§ TASK GOAL: Please write the next part of the text on R. apiculata, continuing after its last sentence.

*** TEXT SECTION

This species impacts the aquatic animals positively as Dai et al. (2020) deduced that R. apiculata is able to change the composition of mud crab gut microbiota. This change will lead to the mud crab living longer and healthier with an added effect being on the crustacean's weight. This could in turn positively influence the marine life in which it resides.

=== Distribution ===
R. apiculata is primarily located on the equatorial tropical landscapes including tropical Asia, Pakistan, Vietnam, Hainan, Malaysia and Northern Australia.

=== Seed dispersal ===
R. apiculata undertakes reproduction through two methods; viviparity and wind dispersal. Viviparity occurs when the embryo grows through the seed coat whilst still attached to the plant prior to dropping into the water. Once dropped into water it will travel and if a suitable site for germination occurs it will establish itself. The other method for reproduction occurs as flowers are self-compatible and usually wind pollinated.

******
*** INFORMATION SUPPLIED

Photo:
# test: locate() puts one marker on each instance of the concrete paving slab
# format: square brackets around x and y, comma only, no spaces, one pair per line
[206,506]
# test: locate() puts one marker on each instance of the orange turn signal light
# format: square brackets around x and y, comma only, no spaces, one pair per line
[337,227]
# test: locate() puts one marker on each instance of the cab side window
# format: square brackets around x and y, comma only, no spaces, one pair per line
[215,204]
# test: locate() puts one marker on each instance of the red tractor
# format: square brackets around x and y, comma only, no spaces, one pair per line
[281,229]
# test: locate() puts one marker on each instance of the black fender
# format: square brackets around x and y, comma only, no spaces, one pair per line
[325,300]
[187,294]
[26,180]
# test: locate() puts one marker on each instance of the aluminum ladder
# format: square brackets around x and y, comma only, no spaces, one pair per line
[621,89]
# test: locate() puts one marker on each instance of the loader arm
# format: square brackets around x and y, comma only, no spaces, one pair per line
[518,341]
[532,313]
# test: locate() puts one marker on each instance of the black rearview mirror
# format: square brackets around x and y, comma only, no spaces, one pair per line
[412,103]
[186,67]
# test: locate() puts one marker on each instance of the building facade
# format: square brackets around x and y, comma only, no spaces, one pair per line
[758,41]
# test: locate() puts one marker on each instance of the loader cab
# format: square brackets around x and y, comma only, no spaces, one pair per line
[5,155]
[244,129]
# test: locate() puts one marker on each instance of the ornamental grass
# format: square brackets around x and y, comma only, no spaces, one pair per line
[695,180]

******
*** INFORMATION SUPPLIED

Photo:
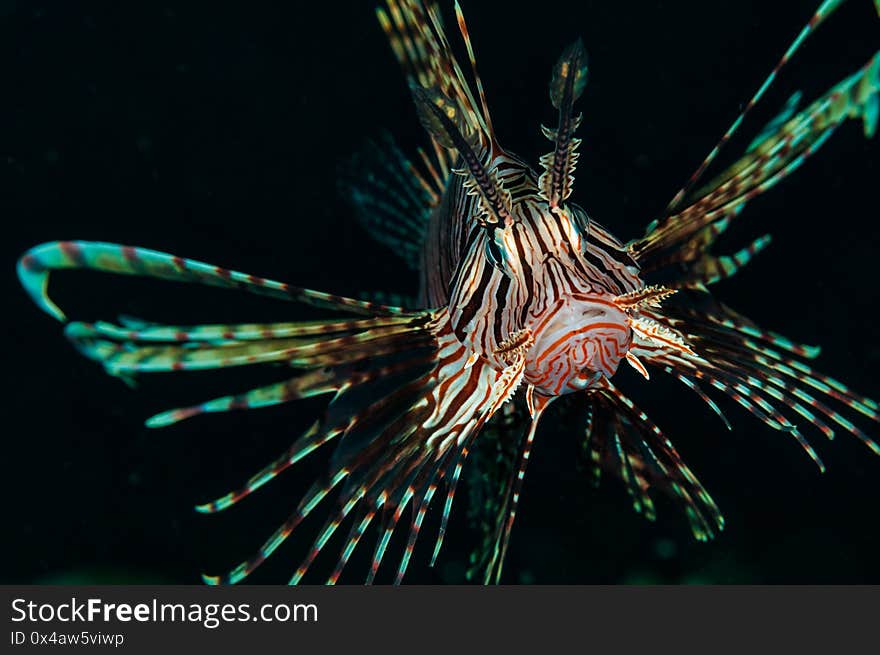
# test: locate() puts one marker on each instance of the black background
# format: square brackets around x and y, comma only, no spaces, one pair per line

******
*** INFORMATION SUPPLIED

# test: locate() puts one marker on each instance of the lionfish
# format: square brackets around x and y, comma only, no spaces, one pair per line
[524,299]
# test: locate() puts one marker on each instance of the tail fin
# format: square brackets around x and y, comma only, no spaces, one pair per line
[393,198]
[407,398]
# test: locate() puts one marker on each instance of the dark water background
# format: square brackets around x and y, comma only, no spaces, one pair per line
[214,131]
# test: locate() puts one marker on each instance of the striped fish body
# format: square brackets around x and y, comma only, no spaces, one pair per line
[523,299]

******

§ SOLVED PROBLEM:
== Commercial uses ==
R. apiculata has a wide range of commercial uses due to its availability and quality of timber. Currently there are plantations preexisting that allow for R. apiculata to be farmed and transformed into charcoal; resulting in renewable energy alongside potential income sources.

==Rare hybrid==
When bred with 'bakauan bato' (Rhizophora stylosa), the product is a rare hybrid species of mangrove, called "Rhizophora x lamarckii", which was discovered in April 2008, by Filipino scientists in Masinloc, Zambales. Only one tree was found on Panay Island in Western Visayas, while 12 were discovered in Masinloc, and they have an average diameter of 5.5 centimeters and height of 6 meters.

In the Maldives, Rhizophora apiculata is commonly mistaken by locals with Rhizophora mangle. This species of plant is only found in Huraa island of Kaafu Atoll.